* Given exercise:
Rewrite the data below, replacing "Result" with "Output" and leaving everything else unchanged.

* Extracted data:
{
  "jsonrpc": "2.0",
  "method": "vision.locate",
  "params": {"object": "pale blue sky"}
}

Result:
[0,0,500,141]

* Result below:
{
  "jsonrpc": "2.0",
  "method": "vision.locate",
  "params": {"object": "pale blue sky"}
}

Output:
[0,0,500,141]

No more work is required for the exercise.